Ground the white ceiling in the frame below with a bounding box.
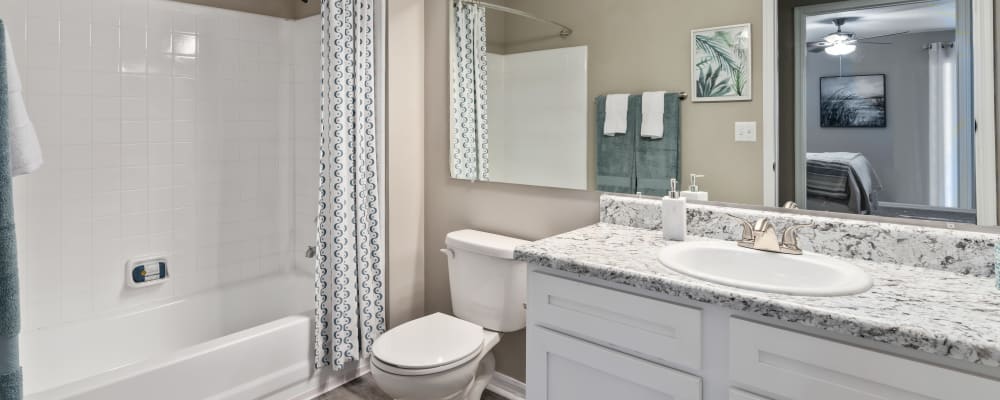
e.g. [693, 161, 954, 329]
[805, 0, 956, 42]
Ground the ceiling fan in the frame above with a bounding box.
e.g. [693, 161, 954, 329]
[807, 17, 909, 56]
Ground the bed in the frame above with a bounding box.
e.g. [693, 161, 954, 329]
[806, 152, 883, 214]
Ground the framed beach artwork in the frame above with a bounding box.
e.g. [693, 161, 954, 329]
[691, 23, 752, 102]
[819, 74, 887, 128]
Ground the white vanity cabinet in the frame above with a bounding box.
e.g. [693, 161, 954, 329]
[527, 272, 703, 400]
[526, 269, 1000, 400]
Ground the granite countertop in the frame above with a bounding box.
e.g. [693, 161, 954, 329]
[515, 223, 1000, 368]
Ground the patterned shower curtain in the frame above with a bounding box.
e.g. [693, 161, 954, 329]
[314, 0, 385, 370]
[451, 0, 490, 181]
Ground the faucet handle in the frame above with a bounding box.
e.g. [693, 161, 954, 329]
[780, 223, 814, 254]
[752, 218, 774, 233]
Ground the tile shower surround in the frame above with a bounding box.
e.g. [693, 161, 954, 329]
[5, 0, 321, 332]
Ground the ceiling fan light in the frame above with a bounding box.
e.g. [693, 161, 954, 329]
[825, 42, 856, 56]
[823, 32, 848, 44]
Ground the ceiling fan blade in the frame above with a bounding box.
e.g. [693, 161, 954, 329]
[809, 46, 827, 53]
[859, 41, 892, 45]
[856, 31, 910, 41]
┄┄┄┄┄┄┄┄┄┄
__Activity__: Retype, exactly as shown, the lines from the one with "Ground the white vanity" through the end of the records.

__Answer space__:
Ground the white vanity cabinet in the frame above with a bounding box.
e.g. [693, 161, 954, 329]
[527, 272, 703, 400]
[526, 269, 1000, 400]
Ground the granite countertop in the frame above with a bounding box.
e.g. [693, 161, 954, 329]
[515, 223, 1000, 368]
Ground the patterned shower curtain in the frame above with a bounding box.
e.g. [693, 161, 954, 329]
[314, 0, 385, 370]
[451, 0, 490, 181]
Ground the faucet handle in the frame above with a bounding box.
e.g. [693, 161, 954, 329]
[780, 223, 814, 254]
[752, 218, 774, 233]
Ground the tile shower surround in the frame above with a bounding box.
e.g. [693, 161, 954, 329]
[5, 0, 321, 332]
Ground the ceiling fan light in the frame above with a bounding box.
e.g. [693, 161, 954, 329]
[825, 42, 856, 56]
[823, 32, 848, 44]
Ground the ceiling fan blade in the frame above with a bounding box.
e.g. [693, 161, 954, 329]
[809, 46, 827, 53]
[859, 41, 892, 45]
[856, 31, 910, 41]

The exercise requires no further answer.